:: Task 1 ::
Using the passage on stock options, answer each question on its own line:
(a) What happens to options when an employee leaves the Company before they vest?
(b) How many shares of common stock have been authorized in total under the Equity Incentive Plan?
(c) What was the exercise price per share of the 937,500 non-plan options?

:: Source document ::
The Company grants stock options as part of employee compensation and recognizes these options’ expense over the vesting period. If an employee does not meet certain conditions such as sales targets or leaves the Company before the options vest, these options are forfeited as they occur.

 

On December 7, 2021, the Board of Directors authorized the Company’s Equity Incentive Plan in order to facilitate the grant of equity incentives to employees (including our named executive officers), directors, independent contractors, merchants, referral partners, channel partners and employees of the Company’s to enable the Company to attract, retain and motivate employees, directors, merchants, referral partners and channel partners, which is essential to its long-term success. As of the date of this report, the stockholders have not voted on approving additional shares for the Company’s Equity Incentive Plan. A total of 4,982,474 shares of common stock have been authorized under the Company’s Equity Incentive Plan, for which as of March 31, 2026, a total of 2,788,009 are available for issuance.

 

On January 16, 2026, the Board ratified the acceleration of previously granted stock options for certain executive officers effective. As part of the resolution, 937,500 non-plan options, with a ten-year expiration term, a fair value on the grant date of $0.86, and an exercise price of $0.97 per share vested. The Company recorded an expense of $844 thousand.

:: Task 2 ::
Lay out every line of the records below as a Markdown table with the columns Row and Line, numbering the rows and skipping blank lines. Leave the pictures out of the table.

:: Input material ::
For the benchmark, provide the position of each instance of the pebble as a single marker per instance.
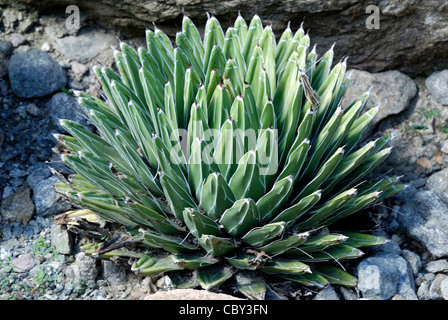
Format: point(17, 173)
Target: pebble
point(437, 266)
point(35, 74)
point(17, 39)
point(24, 262)
point(435, 292)
point(437, 84)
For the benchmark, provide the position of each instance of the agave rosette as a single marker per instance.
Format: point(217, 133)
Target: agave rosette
point(224, 155)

:: Complete response 1 ::
(a) They are forfeited as they occur.
(b) 4,982,474 shares.
(c) $0.97 per share.

:: Complete response 2 ::
| Row | Line |
|---|---|
| 1 | For the benchmark, provide the position of each instance of the pebble as a single marker per instance. |
| 2 | Format: point(17, 173) |
| 3 | Target: pebble |
| 4 | point(437, 266) |
| 5 | point(35, 74) |
| 6 | point(17, 39) |
| 7 | point(24, 262) |
| 8 | point(435, 292) |
| 9 | point(437, 84) |
| 10 | For the benchmark, provide the position of each instance of the agave rosette as a single marker per instance. |
| 11 | Format: point(217, 133) |
| 12 | Target: agave rosette |
| 13 | point(224, 155) |